▸ PROBLEM 1:
In the article on the Nantes cathedral fire, which part of the cathedral does the fire chief say the damage is concentrated on?

▸ PAGE EXTRACT:

*****

There was no sign of a break-in. One of the fires could be linked to an “electric counter,” and investigators consider a short circuit to be another possible cause, the French newspaper Le Parisien reports.
The detained man, a refugee from Rwanda, was not named. Quentin Chabert, his lawyer, said there is “nothing at this stage to link my client to the fire.” He said the investigation must proceed “with respect for everyone’s rights and in particular those of my client.”
A cathedral staffer strongly rejected the possibility the man was linked to the fire.
"I don’t believe for a second that he could have set the cathedral on fire. It’s a place he adores,” Jean-Charles Nowak, a clerk at the cathedral, told the French newspaper Le Figaro.
Nowak described the detained volunteer as “a man of duty.” He had left Rwanda several years ago, where he “suffered a lot.” The volunteer, who has health problems, has been in discussions with local officials about extending his visa.
Fire Chief Laurent Ferlay told French television station BFM July 18 the damage to the Cathedral of St. Peter and St. Paul of Nantes “is concentrated on the organ, which seems to be completely destroyed. Its platform is very unstable and could collapse.”

*****

(Point annotation dataset records)
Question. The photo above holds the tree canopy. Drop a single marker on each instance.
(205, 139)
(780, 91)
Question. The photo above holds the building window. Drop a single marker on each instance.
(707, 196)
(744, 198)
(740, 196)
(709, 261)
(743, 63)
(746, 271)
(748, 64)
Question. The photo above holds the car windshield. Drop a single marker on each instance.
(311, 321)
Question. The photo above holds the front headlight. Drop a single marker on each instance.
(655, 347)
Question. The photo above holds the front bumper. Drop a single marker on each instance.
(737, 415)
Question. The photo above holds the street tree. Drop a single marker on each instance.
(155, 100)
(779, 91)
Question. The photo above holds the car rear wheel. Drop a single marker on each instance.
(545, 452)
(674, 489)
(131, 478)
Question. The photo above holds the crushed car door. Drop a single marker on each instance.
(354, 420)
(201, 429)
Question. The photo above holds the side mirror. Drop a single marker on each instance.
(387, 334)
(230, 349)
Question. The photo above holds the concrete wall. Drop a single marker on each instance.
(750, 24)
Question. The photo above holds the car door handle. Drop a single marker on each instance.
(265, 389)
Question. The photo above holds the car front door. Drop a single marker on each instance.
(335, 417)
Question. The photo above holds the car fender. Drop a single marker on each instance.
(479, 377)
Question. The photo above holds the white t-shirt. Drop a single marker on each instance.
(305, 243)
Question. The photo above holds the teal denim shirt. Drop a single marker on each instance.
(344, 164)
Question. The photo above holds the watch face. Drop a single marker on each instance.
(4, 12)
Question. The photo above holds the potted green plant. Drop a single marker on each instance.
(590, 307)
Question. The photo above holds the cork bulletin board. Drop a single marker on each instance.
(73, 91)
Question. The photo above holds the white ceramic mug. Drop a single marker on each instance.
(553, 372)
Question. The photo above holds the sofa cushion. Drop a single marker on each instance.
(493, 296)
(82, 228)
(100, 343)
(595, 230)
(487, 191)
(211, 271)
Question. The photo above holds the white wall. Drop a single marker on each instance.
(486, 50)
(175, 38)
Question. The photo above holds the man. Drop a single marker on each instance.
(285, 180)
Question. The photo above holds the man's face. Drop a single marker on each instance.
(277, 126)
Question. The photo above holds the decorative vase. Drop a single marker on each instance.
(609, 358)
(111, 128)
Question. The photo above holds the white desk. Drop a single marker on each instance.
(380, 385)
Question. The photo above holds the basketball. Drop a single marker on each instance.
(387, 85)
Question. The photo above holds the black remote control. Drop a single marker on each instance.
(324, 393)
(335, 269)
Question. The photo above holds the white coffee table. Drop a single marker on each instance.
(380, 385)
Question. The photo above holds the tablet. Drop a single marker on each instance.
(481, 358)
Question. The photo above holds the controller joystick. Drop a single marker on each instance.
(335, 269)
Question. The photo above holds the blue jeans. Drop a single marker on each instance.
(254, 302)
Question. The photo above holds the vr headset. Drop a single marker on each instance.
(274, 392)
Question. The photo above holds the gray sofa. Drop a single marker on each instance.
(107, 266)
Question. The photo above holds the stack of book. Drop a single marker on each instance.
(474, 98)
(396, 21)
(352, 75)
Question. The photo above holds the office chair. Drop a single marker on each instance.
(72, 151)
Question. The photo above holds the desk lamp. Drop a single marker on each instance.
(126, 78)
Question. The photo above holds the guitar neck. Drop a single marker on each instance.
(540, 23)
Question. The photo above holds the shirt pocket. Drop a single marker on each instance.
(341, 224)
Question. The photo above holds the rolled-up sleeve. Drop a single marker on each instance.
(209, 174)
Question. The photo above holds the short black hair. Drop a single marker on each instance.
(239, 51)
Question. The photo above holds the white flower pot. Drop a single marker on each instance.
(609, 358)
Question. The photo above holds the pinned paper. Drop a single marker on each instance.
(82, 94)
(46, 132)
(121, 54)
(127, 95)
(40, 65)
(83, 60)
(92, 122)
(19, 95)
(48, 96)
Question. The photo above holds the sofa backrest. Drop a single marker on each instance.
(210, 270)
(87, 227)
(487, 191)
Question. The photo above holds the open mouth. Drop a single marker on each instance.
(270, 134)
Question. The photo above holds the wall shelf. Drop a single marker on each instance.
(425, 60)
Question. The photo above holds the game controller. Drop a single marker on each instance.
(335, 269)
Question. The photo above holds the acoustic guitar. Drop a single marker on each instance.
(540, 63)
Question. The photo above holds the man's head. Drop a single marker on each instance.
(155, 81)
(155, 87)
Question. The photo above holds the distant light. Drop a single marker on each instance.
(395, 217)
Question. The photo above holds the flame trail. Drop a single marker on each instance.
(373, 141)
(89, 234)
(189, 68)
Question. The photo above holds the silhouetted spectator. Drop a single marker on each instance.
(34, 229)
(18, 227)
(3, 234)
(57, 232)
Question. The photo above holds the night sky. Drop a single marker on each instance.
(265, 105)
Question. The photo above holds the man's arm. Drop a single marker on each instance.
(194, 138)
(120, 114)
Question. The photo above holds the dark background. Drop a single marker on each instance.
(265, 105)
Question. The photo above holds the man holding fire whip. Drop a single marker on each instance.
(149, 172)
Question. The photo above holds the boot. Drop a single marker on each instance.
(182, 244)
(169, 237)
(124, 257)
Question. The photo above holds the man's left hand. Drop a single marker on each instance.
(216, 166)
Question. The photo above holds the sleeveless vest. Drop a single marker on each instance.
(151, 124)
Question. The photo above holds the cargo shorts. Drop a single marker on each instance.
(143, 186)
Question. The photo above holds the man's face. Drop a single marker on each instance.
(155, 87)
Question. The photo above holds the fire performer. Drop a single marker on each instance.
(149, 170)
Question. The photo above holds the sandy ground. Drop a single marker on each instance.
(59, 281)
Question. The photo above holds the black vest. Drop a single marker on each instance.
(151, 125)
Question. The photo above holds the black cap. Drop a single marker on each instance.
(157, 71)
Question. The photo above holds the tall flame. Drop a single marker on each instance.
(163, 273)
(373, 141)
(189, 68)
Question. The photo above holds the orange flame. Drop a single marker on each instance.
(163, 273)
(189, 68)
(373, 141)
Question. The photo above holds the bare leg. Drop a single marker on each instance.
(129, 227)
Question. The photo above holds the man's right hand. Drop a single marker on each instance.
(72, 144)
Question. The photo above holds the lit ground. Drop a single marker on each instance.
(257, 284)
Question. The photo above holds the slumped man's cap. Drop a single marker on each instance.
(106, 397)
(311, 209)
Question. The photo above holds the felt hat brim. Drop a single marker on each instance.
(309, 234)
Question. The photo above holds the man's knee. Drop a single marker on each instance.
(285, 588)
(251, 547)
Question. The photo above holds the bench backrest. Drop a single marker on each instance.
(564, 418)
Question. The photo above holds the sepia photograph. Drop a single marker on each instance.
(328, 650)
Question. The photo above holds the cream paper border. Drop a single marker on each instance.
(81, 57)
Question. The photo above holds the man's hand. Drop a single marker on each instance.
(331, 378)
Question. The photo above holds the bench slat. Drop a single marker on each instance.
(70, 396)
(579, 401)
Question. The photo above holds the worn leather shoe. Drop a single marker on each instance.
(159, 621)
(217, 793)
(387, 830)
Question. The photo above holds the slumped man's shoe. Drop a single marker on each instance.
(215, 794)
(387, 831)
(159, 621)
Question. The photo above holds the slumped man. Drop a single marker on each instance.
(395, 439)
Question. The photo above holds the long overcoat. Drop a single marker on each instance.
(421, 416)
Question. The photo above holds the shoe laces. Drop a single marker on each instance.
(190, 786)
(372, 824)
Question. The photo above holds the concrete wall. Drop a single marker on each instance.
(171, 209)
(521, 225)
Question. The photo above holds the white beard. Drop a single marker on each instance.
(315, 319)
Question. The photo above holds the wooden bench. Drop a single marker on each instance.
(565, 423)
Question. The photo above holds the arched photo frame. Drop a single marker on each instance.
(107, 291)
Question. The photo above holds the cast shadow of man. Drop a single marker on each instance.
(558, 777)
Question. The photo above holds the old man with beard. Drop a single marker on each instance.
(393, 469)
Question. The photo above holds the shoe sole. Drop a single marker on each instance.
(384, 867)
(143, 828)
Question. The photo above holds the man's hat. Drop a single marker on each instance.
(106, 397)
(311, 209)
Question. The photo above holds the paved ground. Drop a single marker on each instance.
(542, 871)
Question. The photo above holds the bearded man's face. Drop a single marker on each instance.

*****

▸ PROBLEM 2:
Return every line of the records that contains the word "paper", treating uppercase and lowercase as different.

▸ WRITTEN SOLUTION 1:
The organ.

▸ WRITTEN SOLUTION 2:
Question. The photo above holds the pinned paper. Drop a single marker on each instance.
Question. The photo above holds the cream paper border. Drop a single marker on each instance.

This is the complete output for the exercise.